Show each line below that contains the word "patch", copied in full.

◆ ◆ ◆

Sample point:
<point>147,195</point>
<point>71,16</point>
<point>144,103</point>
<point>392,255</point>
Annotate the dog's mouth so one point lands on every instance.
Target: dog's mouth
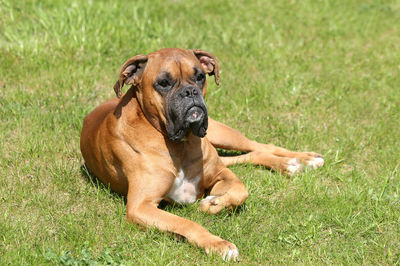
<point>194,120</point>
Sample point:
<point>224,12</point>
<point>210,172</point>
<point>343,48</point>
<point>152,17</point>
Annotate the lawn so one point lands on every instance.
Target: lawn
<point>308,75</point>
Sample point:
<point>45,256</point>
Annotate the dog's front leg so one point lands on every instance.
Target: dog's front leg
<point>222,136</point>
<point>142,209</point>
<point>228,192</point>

◆ ◆ ◆

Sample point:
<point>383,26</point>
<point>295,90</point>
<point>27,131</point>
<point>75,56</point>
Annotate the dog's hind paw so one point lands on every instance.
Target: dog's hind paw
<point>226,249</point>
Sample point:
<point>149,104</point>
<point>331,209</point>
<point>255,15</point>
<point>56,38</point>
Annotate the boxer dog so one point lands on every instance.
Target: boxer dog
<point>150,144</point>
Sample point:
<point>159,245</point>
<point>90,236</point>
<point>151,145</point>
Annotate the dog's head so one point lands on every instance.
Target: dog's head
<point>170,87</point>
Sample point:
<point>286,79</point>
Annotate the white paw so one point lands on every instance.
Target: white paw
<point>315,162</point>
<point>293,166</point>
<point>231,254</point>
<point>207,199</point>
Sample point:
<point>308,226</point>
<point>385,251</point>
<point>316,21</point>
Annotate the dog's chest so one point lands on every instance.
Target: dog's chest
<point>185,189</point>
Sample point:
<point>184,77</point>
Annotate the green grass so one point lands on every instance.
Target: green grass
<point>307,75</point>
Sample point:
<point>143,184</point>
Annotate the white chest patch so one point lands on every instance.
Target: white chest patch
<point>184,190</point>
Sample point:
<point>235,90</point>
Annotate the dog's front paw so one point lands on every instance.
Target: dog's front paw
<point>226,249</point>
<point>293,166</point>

◆ ◆ ◆

Solution:
Annotate the white chest patch so one point lands on every instance.
Target: white chest patch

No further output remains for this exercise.